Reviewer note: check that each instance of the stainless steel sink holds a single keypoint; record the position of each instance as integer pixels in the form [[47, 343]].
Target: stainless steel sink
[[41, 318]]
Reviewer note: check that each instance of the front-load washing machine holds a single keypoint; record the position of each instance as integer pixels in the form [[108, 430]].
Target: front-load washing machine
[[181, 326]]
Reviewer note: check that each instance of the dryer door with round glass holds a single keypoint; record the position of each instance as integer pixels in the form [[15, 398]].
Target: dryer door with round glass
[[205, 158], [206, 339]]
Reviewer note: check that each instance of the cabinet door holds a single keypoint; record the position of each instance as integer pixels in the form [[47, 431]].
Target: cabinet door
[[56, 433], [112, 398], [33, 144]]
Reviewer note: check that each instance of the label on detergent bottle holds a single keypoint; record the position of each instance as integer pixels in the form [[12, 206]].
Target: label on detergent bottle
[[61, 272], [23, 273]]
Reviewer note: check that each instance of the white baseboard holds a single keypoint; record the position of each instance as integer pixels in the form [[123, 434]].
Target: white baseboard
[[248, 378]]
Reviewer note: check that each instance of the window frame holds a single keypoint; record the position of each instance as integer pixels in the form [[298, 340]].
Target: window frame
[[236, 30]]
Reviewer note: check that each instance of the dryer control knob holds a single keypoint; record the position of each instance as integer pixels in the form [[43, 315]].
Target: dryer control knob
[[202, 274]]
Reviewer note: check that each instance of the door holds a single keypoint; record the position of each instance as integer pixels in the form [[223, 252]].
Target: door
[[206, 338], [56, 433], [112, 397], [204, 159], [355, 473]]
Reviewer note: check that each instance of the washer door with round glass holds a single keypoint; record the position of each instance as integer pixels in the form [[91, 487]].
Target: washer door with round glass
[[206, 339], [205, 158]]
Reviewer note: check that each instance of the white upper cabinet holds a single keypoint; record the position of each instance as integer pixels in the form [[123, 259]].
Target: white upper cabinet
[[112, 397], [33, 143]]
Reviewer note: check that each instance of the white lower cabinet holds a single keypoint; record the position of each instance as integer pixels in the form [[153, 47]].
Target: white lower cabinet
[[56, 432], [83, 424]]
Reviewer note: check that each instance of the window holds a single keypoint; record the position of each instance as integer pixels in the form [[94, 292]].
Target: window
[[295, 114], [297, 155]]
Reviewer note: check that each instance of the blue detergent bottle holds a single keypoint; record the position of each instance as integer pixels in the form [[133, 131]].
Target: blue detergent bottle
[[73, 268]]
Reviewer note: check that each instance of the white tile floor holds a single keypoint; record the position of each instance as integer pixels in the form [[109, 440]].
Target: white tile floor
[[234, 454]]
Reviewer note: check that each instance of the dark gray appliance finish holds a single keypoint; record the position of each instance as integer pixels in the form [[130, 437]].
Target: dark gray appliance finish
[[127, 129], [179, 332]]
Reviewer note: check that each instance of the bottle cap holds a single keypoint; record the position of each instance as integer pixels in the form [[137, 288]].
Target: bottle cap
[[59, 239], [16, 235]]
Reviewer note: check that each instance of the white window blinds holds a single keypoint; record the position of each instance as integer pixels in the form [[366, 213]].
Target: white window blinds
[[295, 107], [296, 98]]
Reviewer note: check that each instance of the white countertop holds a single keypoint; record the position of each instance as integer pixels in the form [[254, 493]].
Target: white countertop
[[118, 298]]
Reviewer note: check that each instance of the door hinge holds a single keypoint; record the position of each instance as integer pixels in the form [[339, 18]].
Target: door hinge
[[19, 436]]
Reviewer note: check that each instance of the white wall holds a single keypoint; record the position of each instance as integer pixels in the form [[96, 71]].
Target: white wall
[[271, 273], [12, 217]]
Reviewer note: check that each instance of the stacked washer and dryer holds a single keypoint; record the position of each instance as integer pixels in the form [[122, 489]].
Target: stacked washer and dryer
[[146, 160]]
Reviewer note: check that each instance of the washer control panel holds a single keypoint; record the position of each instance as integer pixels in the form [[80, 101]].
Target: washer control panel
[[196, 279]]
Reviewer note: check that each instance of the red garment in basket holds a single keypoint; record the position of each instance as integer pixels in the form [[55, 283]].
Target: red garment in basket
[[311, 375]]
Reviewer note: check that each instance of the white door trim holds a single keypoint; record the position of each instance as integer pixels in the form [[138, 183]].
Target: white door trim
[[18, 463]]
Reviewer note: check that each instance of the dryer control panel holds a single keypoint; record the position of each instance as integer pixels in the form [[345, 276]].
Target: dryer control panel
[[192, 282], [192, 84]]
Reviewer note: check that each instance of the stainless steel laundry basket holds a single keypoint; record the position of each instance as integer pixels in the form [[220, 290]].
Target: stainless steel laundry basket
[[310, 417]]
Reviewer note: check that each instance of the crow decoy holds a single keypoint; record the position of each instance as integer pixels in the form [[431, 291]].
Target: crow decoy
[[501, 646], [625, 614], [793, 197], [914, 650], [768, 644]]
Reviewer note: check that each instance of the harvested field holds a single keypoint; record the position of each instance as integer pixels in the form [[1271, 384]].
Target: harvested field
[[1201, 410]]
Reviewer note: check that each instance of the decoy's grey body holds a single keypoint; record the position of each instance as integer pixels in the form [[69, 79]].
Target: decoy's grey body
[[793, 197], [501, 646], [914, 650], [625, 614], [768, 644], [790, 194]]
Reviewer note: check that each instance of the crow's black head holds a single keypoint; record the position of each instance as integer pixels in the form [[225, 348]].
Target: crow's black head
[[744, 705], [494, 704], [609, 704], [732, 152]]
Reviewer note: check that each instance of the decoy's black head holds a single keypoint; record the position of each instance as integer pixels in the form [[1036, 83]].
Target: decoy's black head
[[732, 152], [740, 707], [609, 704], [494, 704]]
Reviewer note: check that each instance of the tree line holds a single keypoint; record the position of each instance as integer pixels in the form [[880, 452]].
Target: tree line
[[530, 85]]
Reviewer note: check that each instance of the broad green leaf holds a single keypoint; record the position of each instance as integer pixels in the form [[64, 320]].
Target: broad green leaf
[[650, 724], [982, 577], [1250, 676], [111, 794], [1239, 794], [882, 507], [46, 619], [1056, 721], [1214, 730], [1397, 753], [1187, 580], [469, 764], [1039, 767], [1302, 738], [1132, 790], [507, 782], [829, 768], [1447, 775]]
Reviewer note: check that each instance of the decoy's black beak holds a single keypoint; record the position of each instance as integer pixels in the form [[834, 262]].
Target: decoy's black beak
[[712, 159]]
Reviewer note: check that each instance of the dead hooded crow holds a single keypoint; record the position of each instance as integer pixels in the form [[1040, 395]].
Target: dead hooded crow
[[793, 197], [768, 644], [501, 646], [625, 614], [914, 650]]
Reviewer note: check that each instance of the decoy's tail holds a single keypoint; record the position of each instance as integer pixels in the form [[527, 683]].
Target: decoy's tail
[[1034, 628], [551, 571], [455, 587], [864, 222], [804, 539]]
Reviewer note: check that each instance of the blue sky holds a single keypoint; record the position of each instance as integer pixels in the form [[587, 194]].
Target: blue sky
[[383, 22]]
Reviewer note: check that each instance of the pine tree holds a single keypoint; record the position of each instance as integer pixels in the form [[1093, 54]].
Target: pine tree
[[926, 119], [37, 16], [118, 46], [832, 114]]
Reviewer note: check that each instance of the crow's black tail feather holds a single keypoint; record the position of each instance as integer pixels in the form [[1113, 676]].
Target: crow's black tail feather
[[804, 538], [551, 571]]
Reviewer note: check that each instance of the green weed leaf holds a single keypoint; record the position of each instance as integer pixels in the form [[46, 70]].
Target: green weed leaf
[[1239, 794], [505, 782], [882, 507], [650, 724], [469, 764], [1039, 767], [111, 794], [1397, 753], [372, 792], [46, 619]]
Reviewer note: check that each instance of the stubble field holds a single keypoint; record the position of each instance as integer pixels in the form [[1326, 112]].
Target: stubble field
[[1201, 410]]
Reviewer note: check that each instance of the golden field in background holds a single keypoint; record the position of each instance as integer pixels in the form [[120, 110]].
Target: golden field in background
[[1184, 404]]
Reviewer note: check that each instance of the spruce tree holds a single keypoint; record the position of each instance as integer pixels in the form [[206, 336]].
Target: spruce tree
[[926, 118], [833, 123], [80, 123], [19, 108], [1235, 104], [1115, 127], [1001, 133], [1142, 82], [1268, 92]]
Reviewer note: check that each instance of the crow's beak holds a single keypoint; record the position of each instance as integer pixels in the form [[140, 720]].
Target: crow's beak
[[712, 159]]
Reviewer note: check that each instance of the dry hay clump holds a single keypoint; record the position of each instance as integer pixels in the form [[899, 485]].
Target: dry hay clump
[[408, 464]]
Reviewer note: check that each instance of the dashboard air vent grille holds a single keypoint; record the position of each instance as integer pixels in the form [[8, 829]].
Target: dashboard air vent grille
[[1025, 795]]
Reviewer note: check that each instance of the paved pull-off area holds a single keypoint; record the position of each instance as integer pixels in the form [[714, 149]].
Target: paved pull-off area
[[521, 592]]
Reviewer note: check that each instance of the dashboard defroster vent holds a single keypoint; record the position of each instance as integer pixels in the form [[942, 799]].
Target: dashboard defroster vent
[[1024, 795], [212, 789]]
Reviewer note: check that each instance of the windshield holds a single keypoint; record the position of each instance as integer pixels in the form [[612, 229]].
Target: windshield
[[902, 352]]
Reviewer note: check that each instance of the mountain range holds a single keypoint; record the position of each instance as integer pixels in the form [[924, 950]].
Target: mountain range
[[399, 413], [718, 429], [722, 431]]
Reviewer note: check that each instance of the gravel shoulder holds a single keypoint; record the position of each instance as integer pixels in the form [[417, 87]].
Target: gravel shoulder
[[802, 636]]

---*---

-- Assigned task --
Which lines above run from the one containing "Reviewer note: check that each instance of the tree" down to the one containing "Reviewer note: check that each instance of the dead"? Repeat exactly those, both ends included, and nothing else.

-- Solved problem --
Reviewer note: check that each instance of the tree line holds a single keypoint; record the position of each instance as integer pixels in the form [[880, 452]].
Target: tree line
[[530, 85]]
Reviewer note: check that each instance of the broad green leaf holds a single keypoint; record the position of each instance as integer pixels in the form [[64, 320]].
Target: broad green leaf
[[650, 724], [982, 577], [1250, 676], [111, 794], [1239, 794], [882, 507], [46, 619], [1056, 721], [1214, 730], [1397, 753], [1187, 580], [469, 764], [1039, 767], [1302, 738], [1132, 790], [507, 782], [829, 768], [1447, 775]]
Reviewer note: check that each instance of the decoy's black beak holds a single keypoint; record the position of each instance as integer pixels in the form [[834, 262]].
Target: decoy's black beak
[[712, 159]]
Reviewer note: check that each instance of the dead hooded crow holds a single keypoint; record the position of each instance as integer pixels in the form [[1040, 395]].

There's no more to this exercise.